** begin Provided text **
(or The endless confusion of apples and oranges: PART 3)



When we the people through our government 1) placed many strong public-interest regulations on corporations, especially those that produce nothing but financial manipulations, and 2) imposed steeply graduated income taxes that took little from the poor and quite a lot from the very rich, and 3) took a strong governmental lead in guiding research and initiating innovative new business activities,  the resulting unassailable fact is that 4) the middle class was large, well off and growing, 5) the poor were far less poor and were a much lower percentage than now, and 6) Great Gatsbys were rare exceptions.


There was little of this gaping income inequality that increasingly now sets the super-rich so far apart from the rest of us, fostering visceral deep resentment and sowing the same seeds of revolution which haunted our Great Depression years—until the New Deal’s strong governmental initiatives restored our living incomes and saved our collective social butts.


On self delusion                                                                                                       

The only types who didn’t appreciate Roosevelt’s New Deal were those afflicted with extremist adoration of free-market capitalism and the screwball politics that sustain it. They’re still around, deluded as ever, but in modern times they’ve been joined by an equally deluded army of poor- and middle-class citizens who consistently vote against their own economic self interests even as their real income slides lower year after year.


What, are they crazy? No, these definably non-wealthy citizens are simply misled into voting for side issues—distractions—that stir their emotions such as, among other things, women’s reproductive rights including abortion, militaristic nationalism, flag worship, gay marriage and gun control. These generally struggling ordinary citizens vote for the candidates who lean their way on these diversionary hot-button issues, oblivious that the real big issue, which is not being voted on—not even noticed, is that giant corporations are gradually taking over the country and steadily shifting everybody’s wealth to themselves the super rich. In the vernacular, these deluded voters shoot themselves in their collective feet with each new election—and blame the nation’s economic decline on whichever party happens to be in power. Many don’t even recognize the decline.


The nature and scope of their blaming and self delusion is breathtaking. They obsess with bottomless resentment over thousands! of their tax dollars which they just know are being scammed by all those lazy welfare parasites, getting all those freeby food stamps and drawing all that unemployment insurance, who won’t get up off their butts and Go Get A Job! Ayn Rand buffs who never heard of Ayn Rand. They refuse to believe that the true petty cheaters on the welfare system are a tiny minority of that whole—and the whole is citizens like themselves, who fell on hard times—who so desperately need temporary help while, indeed, trying to find the jobs that grow so increasingly hard to find across America. Sadly, these voters tend to not see or believe that we’re all in this together, that we are ultimately responsible for the mutual wellbeing of all of us. Most have never been educated in civics.


At the same time, with ultimate irony and even fiercer obsessing, they love and angrily defend that runaway extremist economic system which so recently trashed our national economy to the tune of more than a trillion—a trillion—of our mutual tax dollars. All their terrible resentment and despising is focused on those lazy welfare bums—wasting thousands, maybe a whole million—not the Wall Street criminals who instead of going to jail got bailed out by a trillion tax dollars from the public till—their tax dollars, our tax dollars, yours and mine. What’s the difference between a thousand, a million, a trillion?
** end Provided text **
** begin Entries shown **
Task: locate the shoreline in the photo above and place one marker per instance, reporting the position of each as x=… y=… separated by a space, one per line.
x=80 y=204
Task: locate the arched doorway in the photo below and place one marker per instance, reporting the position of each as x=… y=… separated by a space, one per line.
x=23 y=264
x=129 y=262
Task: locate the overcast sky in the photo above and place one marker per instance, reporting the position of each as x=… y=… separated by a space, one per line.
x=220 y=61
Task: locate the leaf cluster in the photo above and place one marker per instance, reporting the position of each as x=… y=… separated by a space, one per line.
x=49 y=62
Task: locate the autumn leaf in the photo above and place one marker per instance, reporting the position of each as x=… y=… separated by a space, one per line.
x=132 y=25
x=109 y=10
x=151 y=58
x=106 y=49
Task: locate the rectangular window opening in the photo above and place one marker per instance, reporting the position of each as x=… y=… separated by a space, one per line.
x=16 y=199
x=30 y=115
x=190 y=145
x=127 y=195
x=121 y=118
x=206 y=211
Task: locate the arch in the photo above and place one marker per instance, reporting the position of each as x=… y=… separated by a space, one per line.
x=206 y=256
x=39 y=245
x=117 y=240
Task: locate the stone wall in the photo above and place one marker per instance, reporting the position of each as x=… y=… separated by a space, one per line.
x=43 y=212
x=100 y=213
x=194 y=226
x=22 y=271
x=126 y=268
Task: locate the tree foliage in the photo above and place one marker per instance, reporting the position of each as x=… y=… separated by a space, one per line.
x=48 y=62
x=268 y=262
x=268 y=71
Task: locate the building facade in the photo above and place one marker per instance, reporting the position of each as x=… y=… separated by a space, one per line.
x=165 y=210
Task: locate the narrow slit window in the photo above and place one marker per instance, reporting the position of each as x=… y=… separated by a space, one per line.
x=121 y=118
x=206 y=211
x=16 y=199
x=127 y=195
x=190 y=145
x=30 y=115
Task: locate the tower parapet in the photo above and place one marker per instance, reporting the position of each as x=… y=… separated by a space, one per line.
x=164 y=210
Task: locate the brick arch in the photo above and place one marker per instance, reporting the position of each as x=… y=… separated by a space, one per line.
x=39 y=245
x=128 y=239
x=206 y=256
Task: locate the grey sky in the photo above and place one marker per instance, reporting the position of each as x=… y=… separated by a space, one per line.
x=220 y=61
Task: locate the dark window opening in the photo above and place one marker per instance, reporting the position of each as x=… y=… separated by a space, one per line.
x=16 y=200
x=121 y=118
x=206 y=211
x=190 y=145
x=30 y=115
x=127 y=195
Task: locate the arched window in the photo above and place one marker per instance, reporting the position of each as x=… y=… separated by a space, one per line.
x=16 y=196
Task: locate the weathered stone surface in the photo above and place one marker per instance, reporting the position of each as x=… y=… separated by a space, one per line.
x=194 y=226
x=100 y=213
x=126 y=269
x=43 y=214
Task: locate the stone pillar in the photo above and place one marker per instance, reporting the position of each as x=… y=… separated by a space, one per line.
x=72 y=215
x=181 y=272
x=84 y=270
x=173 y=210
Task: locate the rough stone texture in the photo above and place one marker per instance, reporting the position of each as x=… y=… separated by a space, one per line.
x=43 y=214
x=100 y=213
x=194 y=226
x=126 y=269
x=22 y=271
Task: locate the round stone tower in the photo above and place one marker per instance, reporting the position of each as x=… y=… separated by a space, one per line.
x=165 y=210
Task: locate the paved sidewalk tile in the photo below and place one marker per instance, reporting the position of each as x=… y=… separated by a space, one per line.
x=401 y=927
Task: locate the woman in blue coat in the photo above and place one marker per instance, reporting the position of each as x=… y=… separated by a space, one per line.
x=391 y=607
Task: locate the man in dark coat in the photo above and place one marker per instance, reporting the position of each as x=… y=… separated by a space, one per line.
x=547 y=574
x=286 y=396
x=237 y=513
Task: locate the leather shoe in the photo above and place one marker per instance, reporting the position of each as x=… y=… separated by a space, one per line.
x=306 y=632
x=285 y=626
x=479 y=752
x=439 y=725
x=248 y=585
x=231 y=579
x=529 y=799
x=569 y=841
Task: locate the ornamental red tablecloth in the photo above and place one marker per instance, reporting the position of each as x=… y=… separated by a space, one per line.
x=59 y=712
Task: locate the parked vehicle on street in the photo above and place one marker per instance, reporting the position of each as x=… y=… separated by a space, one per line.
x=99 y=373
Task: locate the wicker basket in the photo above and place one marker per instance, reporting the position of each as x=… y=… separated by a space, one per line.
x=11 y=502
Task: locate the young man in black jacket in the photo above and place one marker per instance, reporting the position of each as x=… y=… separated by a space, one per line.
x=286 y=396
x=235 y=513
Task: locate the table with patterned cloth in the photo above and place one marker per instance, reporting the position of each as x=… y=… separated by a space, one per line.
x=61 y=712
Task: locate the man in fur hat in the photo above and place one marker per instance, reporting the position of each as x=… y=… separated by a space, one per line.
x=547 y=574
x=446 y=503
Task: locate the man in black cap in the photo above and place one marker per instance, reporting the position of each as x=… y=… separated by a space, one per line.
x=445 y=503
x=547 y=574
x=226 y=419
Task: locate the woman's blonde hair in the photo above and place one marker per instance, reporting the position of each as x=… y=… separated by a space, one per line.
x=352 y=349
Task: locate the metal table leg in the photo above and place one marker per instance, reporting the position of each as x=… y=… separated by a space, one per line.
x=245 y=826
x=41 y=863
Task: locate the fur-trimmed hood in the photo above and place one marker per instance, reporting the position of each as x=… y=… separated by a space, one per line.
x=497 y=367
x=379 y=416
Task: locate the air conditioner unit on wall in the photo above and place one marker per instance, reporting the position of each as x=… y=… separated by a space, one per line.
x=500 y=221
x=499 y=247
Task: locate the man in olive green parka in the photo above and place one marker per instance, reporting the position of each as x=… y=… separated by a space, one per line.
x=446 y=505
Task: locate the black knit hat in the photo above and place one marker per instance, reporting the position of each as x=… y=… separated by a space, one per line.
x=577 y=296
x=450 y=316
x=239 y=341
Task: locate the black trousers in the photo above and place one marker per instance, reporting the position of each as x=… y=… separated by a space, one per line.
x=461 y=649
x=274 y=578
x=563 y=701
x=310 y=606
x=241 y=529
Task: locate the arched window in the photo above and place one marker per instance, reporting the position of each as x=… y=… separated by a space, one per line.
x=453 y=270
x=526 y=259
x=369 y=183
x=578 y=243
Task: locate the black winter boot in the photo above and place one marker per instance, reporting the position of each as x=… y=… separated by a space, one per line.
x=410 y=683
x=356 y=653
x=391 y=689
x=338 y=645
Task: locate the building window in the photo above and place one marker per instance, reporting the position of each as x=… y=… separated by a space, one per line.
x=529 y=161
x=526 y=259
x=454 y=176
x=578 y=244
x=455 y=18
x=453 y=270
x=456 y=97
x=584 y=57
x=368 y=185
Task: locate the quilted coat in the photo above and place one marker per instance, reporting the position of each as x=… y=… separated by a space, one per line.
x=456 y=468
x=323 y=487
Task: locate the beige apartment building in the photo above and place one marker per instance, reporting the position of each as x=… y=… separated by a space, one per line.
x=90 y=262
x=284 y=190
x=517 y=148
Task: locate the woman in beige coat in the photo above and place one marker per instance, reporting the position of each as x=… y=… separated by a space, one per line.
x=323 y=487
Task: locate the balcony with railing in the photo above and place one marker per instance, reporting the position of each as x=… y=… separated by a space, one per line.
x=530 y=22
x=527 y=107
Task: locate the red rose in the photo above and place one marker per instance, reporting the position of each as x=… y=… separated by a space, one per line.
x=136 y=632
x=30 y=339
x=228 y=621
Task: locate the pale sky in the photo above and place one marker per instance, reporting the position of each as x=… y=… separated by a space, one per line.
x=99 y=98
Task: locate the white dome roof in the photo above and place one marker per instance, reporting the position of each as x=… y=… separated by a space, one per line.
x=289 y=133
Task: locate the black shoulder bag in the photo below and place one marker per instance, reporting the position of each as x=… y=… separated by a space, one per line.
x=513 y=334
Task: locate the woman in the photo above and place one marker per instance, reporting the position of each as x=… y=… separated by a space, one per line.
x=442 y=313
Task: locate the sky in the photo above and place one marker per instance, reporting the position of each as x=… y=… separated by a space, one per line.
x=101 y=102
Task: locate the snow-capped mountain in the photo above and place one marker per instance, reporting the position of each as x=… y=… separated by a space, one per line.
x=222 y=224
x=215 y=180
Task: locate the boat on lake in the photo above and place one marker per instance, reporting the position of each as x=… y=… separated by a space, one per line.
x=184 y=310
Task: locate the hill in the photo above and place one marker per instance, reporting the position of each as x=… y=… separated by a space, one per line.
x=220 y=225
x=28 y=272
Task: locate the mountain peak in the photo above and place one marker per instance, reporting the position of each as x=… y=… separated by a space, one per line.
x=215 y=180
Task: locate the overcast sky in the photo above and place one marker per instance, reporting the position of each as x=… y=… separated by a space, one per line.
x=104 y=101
** end Entries shown **
• Given problem A
Please answer these questions using the income inequality essay:
(i) Whose New Deal does the essay name?
(ii) How many tax dollars does the essay say the economic system cost in trashing the national economy?
(iii) In what subject does the essay say most of these voters were never educated?
• Given problem B
Extend the income inequality essay past its final sentence.
The records were taken from a different source than the essay.

• Expected output A
(i) Roosevelt's
(ii) More than a trillion
(iii) Civics

• Expected output B
What, are they crazy? Yes. Their madness results from that most common error called bipolar thinking:  they perceive two opposite and utterly opposed things—and stop thinking right there.  It’s either this or that, there’s only two choices. They do not perceive that a mere two diametrically-opposed options is never the only choice. They don’t realize there’s always a third option, somewhere off at some angle from the continuum. Usually there’s also a fourth and a nineteenth option—how many options are perceived depends on the set of one’s mind, whether it’s open or closed. Closed minds both rich and poor are able to envision two and only two options for our economic affairs—either capitalism or communism—“because,” they pine and sigh, “that’s all there is.”

That is not all there is. For example:  among the several alternative ways of exchanging goods, services and value there is a perfectly splendid and time-tested option called employee-owned co-ops. It is limited in size, co-ops reasonably competing with each other to hold prices down and serve their local-regional populations in the common interest of the entire nation. But closed minds cannot conceive this—they’re locked into a bipolar mode where the only choices are capitalism or socialism-cum-communism. Welfare is bad, Wall Street competitive greed is good. Such mindless uncritical thinking strains and fuzzes the boundary between crazy and sane. It grievously degrades economic victims’ ability to perceive the facts as they truly are—or to vote with real understanding.


On the record, in full view of official governmental statistics for the past seven decades, these are facts:  Arthur Laffer was wrong in his self evidently silly view that cutting taxes will increase tax revenues. He was as wrong as was the looney economist Friedrich von Hayek, the ludicrous and over-sexed Ayn Rand and her pompous disciple Alan Greenspan, the theorizing economic theorist Milton Friedman and his entire stable at the trenchantly misguided Chicago School of economics, the over-confident opinionated Reagan-Bush crowd and their distressingly, increasingly loony, benighted descendants and comparable ilk of fuzzy thinking economic theorizers of the past seventy years and down to the present day.


None of this would matter if their stupid theories didn’t so verily harm so many people.


Help Others. And seek to attain Knowledge—which may increase Understanding, which might lead to some Wisdom, which will almost certainly lead to better Helping Others.


An X-Y graph of economic-political models

To bring this matter to a close, I want to summarize the models discussed above with a simple graph showing how deeply economic systems and political options interrelate. The sequence of presentation will be 1) communism, 2) socialism, 3) mixed economy, 4) moderated capitalism, and 5) free-market capitalism.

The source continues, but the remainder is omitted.